------ QUELLE

Mutter der Collage nannte man sie - später - nachdem Heartfield, Hausmann, Grosz des Streitens müde geworden war, wer sie denn nun erfunden hatte, die Montage. Was sie zusammenbrachte, schmerzhaft, mit scharfer Kante und häufig unendlich detailreich nahm die dicke Berliner Plauze, die Zustände, aber auch die Gefährten aufs Korn. In Raoul Hausmann war sie verliebt, der - ganz Dandy - sich aber nicht recht von seiner Frau trennen wollte. Wie so vieles, nahm sie auch dies spöttisch auf die Schippe, für uns ein Segen vielleicht. Ihre Montagen und Collagen zeigen, wie aus dem Remix eigenständige Kunst entstehen kann, die ihre parodierten Vorbilder überlebt. Bloßes Spiel? Ja sicher, aber voller Kraft, Ironie und Witz und einer leichten Handschrift. Höch, selbst von scharfgeschnittenem Profil, studierte Kunstgewerbe in Berlin, traf Hausmann bei Herwarth Walden und nahm 1920 bei der Dada-Messe in Berlin teil - nicht sehr zur Freude von George Grosz und John Heartfield, die sich in ihrer Männerunde gestört fühlten.

------------
------ EINGABEDATEN

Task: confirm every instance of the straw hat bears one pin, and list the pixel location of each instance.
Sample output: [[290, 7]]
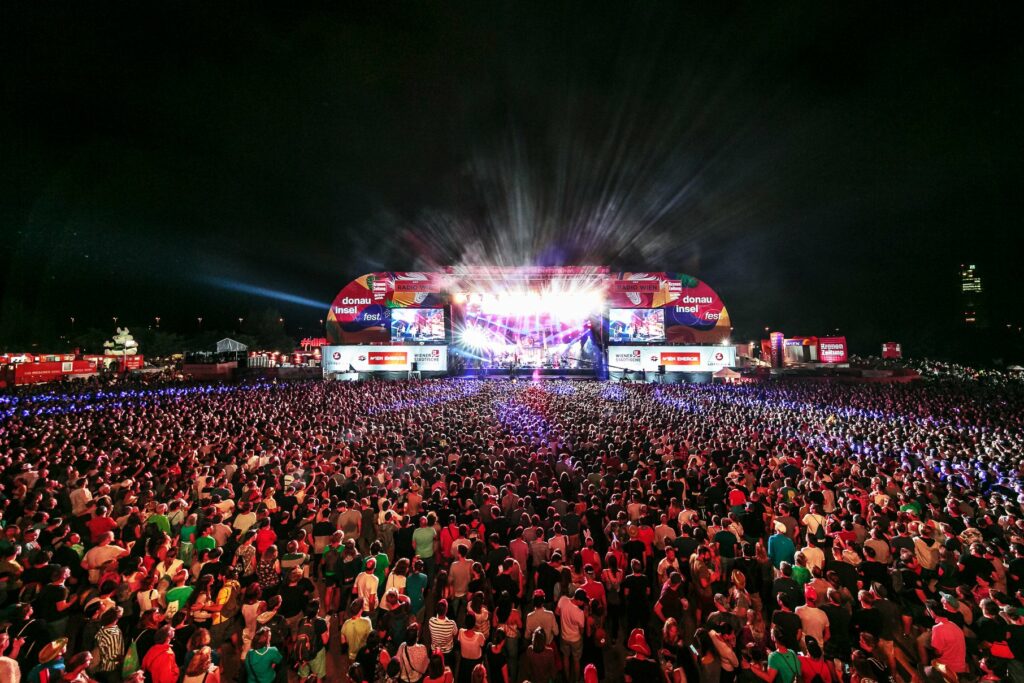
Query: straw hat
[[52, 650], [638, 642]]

------------
------ EINGABEDATEN

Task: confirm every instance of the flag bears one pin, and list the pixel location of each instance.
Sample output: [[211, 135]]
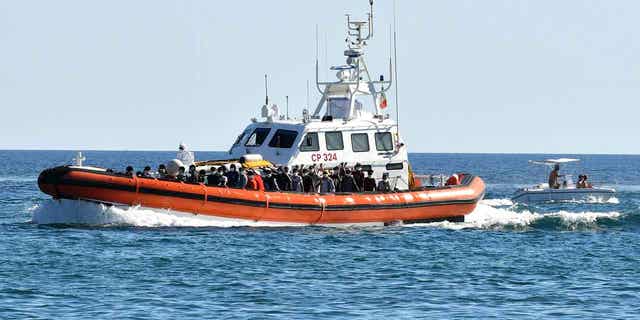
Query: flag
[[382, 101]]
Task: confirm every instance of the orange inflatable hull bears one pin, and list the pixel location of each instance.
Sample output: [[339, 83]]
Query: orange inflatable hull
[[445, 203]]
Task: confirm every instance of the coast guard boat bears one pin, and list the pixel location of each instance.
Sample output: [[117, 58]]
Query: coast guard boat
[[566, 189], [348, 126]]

------------
------ EINGABEDATEN

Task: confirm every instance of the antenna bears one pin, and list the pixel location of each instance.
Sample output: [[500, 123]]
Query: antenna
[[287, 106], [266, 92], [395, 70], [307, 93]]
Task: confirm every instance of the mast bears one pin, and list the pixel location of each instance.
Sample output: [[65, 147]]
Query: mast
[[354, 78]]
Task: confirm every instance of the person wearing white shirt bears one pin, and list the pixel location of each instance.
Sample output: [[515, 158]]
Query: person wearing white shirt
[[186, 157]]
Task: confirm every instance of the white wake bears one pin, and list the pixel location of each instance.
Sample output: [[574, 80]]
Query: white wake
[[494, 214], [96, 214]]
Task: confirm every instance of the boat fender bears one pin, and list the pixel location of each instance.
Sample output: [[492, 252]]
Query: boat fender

------------

• [AUFGABEN]
[A] Suche aus der Auflistung jede Zeile heraus, in der das Wort „wake“ vorkommt, und gib diese Zeilen wieder.
[B] Führe bitte den Quellentext über Höch und die Dada-Montage nach seinem letzten Satz weiter.
Der Text und die Auflistung haben inhaltlich nichts miteinander zu tun.

• [LÖSUNGEN]
[A]
Task: confirm every instance of the white wake bears one pin, and list the pixel location of each instance.
Query: white wake

[B]
Hätten sie mal gewußt, daß ohne Hannah Höchs Sammelleidenschaft viele Erinnerungen verloren gegangen wären. In ihrem Haus in Berlin-Heiligensee (was ich nicht kenne, man zeigt mir ja nix!) verwahrte sie Plakate, Briefe, Fotos, Puppen und andere Werke zu einem einzigen Musée dada. Die Sammlung erwarb nach ihrem Tod 1978 die Berlinische Galerie, die nun eine nicht allzu große, aber informativ gemachte Werkaustellung macht.
Das Lob der kleinen Form: Ich mag das, wie sich aus dem scheinbar Banalen, dem oft verlachten Alltäglichen, dem aus Verbrauchsmaterial Zusammengepusselten etwas herausschält, das eben doch mehr ist als ein herablassend Remix genanntes Verwursten. Lob dem unspektakulären Höhepunkt: Zwei der von Höch aus Resten zusammengeklöppelten Dada-Puppen sind in der Ausstellung auch zu sehen.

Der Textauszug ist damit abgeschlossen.